OBJECTIVE 1
In the passage on the cloture agreement, which three nominees does the author use as the benchmark for Democrat objections?
OBJECTIVE 2
Continue the passage on the cloture memorandum of understanding, starting after its final sentence.

PROVIDED PASSAGE
★ ★ ★ ★ ★ ★ ★
The Republican signatories' agreement to oppose cloture reform is contingent (both expressly and as a matter of basic contract principles) on the Democrat signatories' living up to their end of the bargain. The fact that the MOU contemplates that each signatory will use his own discretion in determining whether extraordinary circumstances exist does not mean that Republican signatories will need to defer to a Democrat signatory's determination. On the contrary, it means that a Republican signatory is free to use his own discretion to determine that a Democrat signatory's determination of extraordinary circumstances amounts to a violation of the MOU. And the nomination of any person who elicits fewer Democrat objections than Brown, Pryor, or Owen should not constitute "extraordinary circumstances."
★ ★ ★ ★ ★ ★ ★
EXCERPTED DATA
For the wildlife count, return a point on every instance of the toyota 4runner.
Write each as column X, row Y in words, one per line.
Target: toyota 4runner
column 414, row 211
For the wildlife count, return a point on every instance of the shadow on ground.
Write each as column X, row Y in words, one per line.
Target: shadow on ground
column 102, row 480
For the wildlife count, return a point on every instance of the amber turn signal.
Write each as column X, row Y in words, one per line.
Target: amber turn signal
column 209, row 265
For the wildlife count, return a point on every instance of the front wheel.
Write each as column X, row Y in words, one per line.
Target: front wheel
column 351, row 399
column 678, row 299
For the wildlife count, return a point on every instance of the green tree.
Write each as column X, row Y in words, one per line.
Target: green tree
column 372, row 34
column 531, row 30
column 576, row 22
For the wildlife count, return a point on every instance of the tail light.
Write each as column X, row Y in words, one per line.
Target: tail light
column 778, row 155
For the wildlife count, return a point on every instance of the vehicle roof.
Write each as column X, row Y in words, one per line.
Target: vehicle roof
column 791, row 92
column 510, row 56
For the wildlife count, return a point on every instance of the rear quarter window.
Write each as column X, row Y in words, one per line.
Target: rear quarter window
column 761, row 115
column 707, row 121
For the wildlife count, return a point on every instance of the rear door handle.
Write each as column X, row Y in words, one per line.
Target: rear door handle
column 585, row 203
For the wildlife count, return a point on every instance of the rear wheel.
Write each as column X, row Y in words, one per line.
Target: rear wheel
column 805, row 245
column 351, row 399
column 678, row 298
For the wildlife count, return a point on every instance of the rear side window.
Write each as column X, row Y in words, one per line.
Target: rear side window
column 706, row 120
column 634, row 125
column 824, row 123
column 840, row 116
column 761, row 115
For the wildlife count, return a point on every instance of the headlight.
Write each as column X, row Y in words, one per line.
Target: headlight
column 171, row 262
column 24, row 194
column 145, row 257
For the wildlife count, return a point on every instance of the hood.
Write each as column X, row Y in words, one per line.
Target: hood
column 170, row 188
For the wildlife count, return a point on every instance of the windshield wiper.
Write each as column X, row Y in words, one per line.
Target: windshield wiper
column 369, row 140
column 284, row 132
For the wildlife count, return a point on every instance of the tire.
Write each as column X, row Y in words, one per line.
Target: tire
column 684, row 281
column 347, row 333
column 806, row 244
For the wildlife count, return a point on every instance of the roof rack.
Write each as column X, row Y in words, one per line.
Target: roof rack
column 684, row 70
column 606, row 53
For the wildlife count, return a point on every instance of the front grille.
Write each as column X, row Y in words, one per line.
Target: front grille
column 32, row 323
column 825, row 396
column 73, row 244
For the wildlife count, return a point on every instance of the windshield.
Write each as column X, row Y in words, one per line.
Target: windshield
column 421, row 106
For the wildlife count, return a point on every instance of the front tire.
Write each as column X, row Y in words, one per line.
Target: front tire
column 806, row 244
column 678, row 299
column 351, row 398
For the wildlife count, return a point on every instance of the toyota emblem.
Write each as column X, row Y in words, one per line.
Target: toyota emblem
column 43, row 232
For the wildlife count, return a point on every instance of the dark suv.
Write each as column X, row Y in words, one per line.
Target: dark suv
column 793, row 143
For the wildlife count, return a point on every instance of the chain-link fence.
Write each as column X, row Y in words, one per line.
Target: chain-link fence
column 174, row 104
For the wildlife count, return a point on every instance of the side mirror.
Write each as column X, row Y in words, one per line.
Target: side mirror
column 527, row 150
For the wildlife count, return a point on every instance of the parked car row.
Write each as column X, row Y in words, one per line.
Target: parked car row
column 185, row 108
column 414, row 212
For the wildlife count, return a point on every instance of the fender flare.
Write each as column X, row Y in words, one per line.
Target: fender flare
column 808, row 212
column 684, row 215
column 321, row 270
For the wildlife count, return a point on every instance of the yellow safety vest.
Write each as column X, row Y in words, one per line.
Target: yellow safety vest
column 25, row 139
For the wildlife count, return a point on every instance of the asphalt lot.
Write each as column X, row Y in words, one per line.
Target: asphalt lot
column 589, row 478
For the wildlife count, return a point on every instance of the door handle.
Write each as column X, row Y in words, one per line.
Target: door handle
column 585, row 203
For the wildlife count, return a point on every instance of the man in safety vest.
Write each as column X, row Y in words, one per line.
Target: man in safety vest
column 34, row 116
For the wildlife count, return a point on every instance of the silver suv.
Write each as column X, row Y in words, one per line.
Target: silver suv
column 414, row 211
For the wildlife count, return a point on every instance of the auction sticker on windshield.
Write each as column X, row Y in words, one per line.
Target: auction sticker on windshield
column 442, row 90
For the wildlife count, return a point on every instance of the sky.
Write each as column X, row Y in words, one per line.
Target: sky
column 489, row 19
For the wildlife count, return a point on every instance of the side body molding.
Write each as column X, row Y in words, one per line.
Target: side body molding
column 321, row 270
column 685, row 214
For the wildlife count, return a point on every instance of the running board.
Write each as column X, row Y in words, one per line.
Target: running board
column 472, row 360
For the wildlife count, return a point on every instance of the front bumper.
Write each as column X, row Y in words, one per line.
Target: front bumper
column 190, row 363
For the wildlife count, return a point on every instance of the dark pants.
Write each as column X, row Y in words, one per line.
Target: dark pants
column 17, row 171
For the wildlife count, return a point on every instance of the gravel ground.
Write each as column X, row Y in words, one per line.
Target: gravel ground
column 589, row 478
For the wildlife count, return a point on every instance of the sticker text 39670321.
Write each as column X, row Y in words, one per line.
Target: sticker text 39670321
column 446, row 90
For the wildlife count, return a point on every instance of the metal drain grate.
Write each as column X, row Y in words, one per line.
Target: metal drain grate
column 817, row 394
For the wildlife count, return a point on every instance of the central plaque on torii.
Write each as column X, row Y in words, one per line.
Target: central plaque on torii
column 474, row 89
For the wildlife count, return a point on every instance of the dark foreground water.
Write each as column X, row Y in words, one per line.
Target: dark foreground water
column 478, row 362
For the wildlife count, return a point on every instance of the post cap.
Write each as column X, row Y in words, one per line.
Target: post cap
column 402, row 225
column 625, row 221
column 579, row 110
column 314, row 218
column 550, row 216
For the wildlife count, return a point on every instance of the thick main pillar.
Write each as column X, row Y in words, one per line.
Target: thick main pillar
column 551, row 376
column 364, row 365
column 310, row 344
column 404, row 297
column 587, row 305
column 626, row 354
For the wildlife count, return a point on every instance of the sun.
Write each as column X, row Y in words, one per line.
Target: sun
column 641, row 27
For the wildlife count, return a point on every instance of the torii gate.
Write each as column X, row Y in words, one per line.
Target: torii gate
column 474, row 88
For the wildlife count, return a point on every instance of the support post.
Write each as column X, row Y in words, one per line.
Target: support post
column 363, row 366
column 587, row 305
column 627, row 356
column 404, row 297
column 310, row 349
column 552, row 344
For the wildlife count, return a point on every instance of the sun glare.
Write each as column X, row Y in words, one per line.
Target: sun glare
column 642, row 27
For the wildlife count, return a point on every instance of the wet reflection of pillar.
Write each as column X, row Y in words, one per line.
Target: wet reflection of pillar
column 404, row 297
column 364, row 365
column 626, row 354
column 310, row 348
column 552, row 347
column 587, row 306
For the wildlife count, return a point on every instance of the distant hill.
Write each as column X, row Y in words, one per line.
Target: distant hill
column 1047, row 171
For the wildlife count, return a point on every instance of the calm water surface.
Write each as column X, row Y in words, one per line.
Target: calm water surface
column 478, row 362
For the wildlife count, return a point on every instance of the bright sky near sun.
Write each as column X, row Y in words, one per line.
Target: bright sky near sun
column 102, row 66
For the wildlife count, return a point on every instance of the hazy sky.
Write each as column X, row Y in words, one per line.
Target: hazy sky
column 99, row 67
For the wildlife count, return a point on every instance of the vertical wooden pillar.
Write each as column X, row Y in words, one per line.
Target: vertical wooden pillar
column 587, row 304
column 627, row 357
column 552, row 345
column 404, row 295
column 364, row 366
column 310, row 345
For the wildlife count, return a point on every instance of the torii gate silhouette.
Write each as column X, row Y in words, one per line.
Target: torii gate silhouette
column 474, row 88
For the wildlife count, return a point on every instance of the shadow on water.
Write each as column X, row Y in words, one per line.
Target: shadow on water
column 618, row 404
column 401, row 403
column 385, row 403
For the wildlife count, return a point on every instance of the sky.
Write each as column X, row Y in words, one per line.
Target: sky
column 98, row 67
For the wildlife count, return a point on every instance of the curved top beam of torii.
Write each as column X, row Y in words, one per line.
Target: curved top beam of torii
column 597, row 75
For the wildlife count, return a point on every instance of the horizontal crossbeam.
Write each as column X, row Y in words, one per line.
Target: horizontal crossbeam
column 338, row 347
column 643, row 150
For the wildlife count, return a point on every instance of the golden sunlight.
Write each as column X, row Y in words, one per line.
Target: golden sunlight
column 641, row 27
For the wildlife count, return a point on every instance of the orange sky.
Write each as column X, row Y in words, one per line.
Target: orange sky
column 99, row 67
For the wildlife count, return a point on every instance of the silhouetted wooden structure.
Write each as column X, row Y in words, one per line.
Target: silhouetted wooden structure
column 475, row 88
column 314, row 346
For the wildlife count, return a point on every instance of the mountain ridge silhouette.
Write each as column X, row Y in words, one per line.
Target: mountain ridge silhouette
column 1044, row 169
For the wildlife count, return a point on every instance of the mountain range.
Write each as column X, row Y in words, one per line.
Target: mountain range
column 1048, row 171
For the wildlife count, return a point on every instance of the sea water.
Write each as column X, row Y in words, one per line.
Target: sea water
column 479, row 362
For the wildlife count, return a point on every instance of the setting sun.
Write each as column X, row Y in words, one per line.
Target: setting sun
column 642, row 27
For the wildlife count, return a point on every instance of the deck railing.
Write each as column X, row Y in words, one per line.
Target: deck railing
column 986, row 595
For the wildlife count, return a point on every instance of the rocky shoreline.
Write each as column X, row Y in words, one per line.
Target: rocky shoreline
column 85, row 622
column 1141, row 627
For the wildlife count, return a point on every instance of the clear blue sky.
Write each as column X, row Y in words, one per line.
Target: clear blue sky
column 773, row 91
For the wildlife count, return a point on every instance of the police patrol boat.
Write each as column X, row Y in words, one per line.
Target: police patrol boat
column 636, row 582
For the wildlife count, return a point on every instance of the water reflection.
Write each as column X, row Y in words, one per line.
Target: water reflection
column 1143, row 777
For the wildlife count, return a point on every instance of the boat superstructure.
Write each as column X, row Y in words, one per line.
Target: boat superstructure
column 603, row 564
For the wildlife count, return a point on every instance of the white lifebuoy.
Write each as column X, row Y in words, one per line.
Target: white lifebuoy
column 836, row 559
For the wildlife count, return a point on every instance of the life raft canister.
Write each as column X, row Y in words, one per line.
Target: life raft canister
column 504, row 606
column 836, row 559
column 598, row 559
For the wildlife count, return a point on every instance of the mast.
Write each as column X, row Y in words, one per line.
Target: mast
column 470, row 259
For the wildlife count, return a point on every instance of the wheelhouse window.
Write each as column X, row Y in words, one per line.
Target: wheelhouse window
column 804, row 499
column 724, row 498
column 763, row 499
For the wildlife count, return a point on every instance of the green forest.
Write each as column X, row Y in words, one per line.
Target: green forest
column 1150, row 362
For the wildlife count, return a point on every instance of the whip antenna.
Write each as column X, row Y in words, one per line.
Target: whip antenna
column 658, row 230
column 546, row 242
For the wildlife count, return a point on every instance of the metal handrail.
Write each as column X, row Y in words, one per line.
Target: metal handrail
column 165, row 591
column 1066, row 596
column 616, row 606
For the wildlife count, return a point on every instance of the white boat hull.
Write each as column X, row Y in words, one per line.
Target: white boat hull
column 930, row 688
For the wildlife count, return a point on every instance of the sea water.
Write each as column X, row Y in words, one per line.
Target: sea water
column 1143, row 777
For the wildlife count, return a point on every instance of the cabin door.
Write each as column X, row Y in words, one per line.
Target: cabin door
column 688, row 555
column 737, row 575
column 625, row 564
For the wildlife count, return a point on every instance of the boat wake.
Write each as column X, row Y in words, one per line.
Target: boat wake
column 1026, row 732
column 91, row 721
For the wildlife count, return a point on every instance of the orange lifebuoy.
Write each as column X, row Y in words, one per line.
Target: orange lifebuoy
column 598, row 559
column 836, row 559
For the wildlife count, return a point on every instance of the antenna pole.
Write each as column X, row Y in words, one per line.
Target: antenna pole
★ ★ ★ ★ ★ ★ ★
RESPONSE 1
Brown, Pryor, and Owen.

RESPONSE 2
No. That's not a fair reading. If the seven gutless suckers had negotiated harder, they would have either (a) gotten some objective "test" that was not expressly tied to the subjective state of mind of the filibustering Dems, or (b) at a minimum, have deleted the expressly subjective standard (which might have arguably then "implied" that a reasonable-person standard would apply).
Rarely, in drafting a contract, I'll agree to insert a "reasonable person" standard that's intended to be fairly open-ended, even though it's an invitation to litigation over what that hypothetical reasonable person would say. For example, leases often say, "The tenant can't sublet without the landlord's consent; but the landlord shall not unreasonably withhold his consent." Okay, that's something. If the best reason the landlord can come up with is, "That guy has blue eyes, and I just hate blue-eyed people so I won't approve a sublease to him," then the tenant will win his lawsuit, probably, after a bunch of time and expense. But if the lease says, "The tenant can't sublet without the landlord's consent, and the landlord has absolute discretion to make his own subjective judgment as to whether consent is or isn't reasonable," then that blue-eyed guy ain't gonna get the sublease, and the tenant's lawsuit is going to be instantly dismissed.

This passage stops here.